Repeat each entry as written, dropping any picture you find.
Top of Listed records
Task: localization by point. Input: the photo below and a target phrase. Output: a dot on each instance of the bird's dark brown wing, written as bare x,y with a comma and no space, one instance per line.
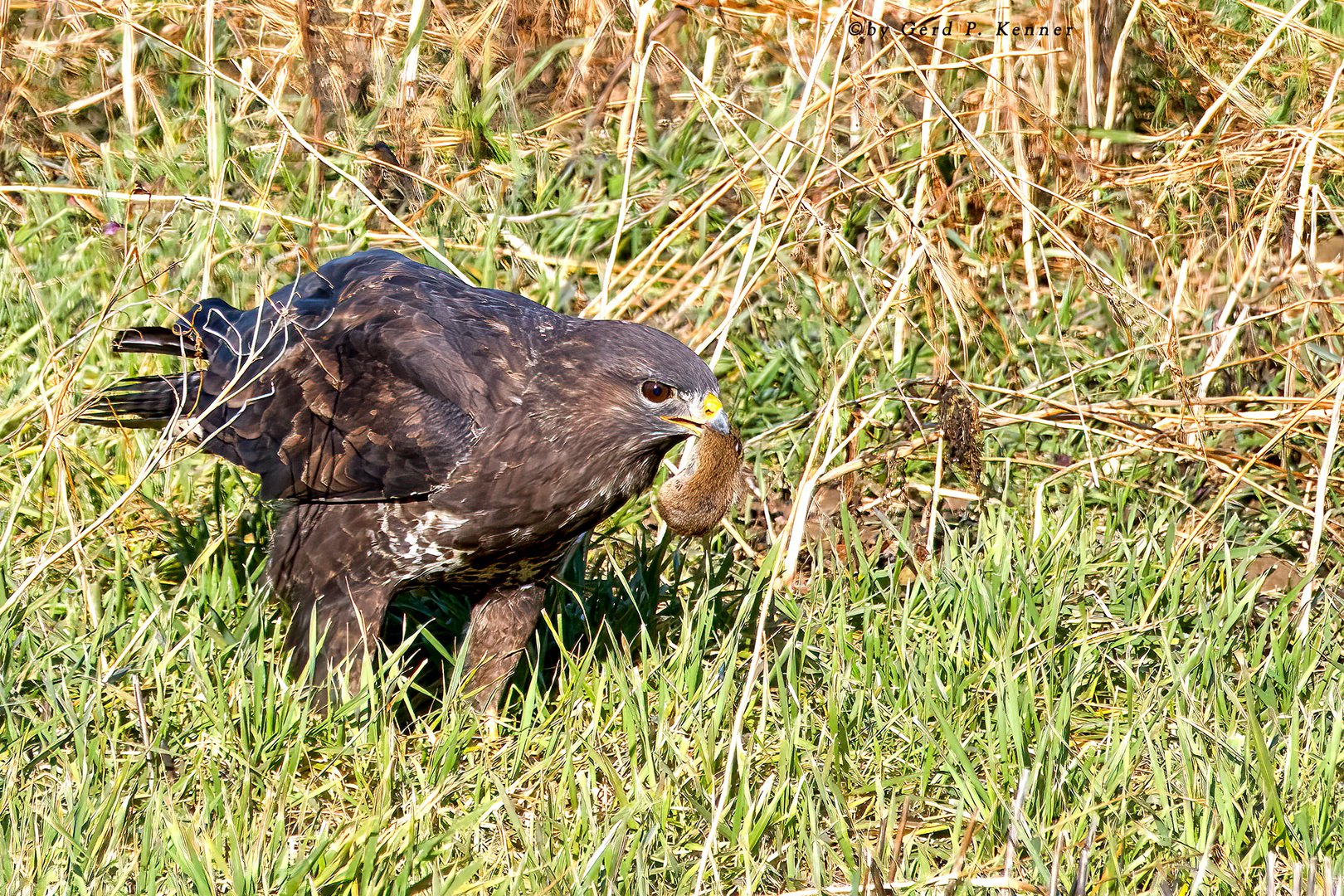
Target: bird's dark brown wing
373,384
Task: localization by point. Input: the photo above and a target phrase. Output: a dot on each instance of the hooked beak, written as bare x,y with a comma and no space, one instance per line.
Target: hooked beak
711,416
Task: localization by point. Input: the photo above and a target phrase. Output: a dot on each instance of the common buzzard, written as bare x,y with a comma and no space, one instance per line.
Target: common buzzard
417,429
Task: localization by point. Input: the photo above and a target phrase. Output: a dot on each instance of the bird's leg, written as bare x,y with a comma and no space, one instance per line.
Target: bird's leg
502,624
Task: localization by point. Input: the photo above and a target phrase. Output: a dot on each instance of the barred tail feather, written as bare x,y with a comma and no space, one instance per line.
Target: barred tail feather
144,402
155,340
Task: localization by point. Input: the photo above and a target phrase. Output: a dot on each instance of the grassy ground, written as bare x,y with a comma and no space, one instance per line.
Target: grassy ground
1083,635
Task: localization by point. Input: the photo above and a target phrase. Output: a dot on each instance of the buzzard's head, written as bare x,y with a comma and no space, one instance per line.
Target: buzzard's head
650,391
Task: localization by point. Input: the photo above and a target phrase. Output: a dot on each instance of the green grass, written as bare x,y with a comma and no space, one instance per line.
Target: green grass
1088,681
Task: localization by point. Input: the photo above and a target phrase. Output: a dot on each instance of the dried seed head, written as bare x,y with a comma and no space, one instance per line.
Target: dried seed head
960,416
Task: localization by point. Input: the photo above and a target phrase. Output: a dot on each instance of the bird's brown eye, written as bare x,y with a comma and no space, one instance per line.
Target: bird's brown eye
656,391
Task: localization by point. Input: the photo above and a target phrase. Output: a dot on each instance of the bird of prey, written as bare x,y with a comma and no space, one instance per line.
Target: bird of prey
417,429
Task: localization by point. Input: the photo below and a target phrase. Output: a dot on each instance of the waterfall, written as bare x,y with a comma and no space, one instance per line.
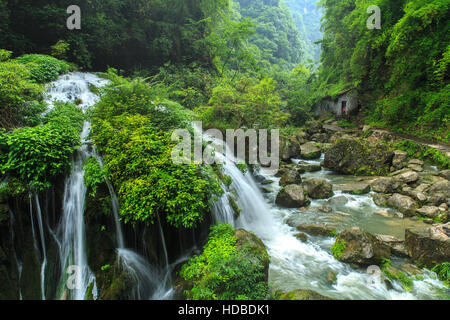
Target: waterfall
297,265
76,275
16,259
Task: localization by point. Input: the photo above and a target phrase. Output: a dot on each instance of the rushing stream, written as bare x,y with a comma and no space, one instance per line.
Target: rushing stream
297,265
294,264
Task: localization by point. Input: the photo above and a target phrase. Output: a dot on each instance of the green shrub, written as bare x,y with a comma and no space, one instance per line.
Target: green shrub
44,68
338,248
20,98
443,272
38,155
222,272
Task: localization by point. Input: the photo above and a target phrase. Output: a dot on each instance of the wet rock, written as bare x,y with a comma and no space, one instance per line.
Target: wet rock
Bottom of Listed records
Exercise solution –
Task: localization by point. Input: the photo below and a target phrase. Output: a dot on each instance of the bird's dark brown wing, written as bare x,y with a comma and no space, one instance per line.
Target: bird's dark brown wing
373,384
Task: localization by point. Input: the photo above and a target phrase. Output: a dot on each instance of the hooked beak, written as bare x,y with a comma and no space, one instance per line.
Target: hooked beak
711,416
Task: localization by point. Input: the photo above and a target phrase. Output: a dot on each instance of the common buzzard, written as bare x,y with a comma and no space, one instance per line.
Target: common buzzard
417,429
Task: localization by point. Input: the photo above and a target phrase. Output: a dot on each instance of the bird's leg, written as bare x,y with a comma and no space, one instance per line.
Target: bird's leg
502,624
Task: localization by point. Input: the photo above and a target phrase. Output: a dot on each instance of the barred tail feather, written as bare x,y with a comma and no space, one instance per line.
Target: barred tail feather
144,402
155,340
Task: localization by point. Input: the photo above and a target phrase. Output: a dot on each instance of the grassy ground, written as bare x,y with a comma and no space, one instance per line.
Target: grassy ground
1083,635
Task: localization by point. Input: the photo above and a target phrase. Output: a dot on each instance of the buzzard's head, written as bare x,y with a comma and no space, one instance per line.
Target: buzzard's head
650,391
Task: localization by point. Input: the photo above and a target phrase. Output: a dot on each instance of the green grass, written as bare x,y with a comma and no space, one instance per line.
Target: green grass
1088,681
Task: localization by point. Input: the photo above and a target phrase. Output: a dot on each instance of the dried seed head, written as bare x,y with a comma and no space, one instance per line.
Target: dried seed head
960,416
Task: localization by point. Input: the photo above and a target phrase. Output: a dot on each instance of the bird's brown eye, written as bare x,y with a comma and no space, one instance per line.
Target: bird's brown eye
656,391
Task: localization by point. Input: the photo above and a target phrase. Output: a dot on each instance of the bird of prey, written as bare x,y with a comma and no space, one instance per line.
Target: bird of prey
417,429
Task: localization by point. Input: the photo below and a target phrase. Output: a dot on each instance of the waterfall, written as bare x,y with a comma and no space, one instance per line.
Target: waterfall
297,265
76,275
16,259
Task: localization by point. Input: the photo above and a target phrase. Output: a dot on each instance of the rushing stream, written as bare x,y with a comma and no space, one instance per line.
Target: rushing stream
297,265
294,264
Task: localization by point. Input: the photo above and a target phrase. Output: a dot on each instance of the green shrub, written as bare x,y with a comma and no space, one instance per line.
Target: green shrub
44,68
338,248
20,98
443,272
38,155
222,272
Task: localization by point. Input: the photo above and a target phrase. Output: a dot on each instance of the wet rock, written as bare x,y with a comma and no space, one instance per line.
Target: wet rock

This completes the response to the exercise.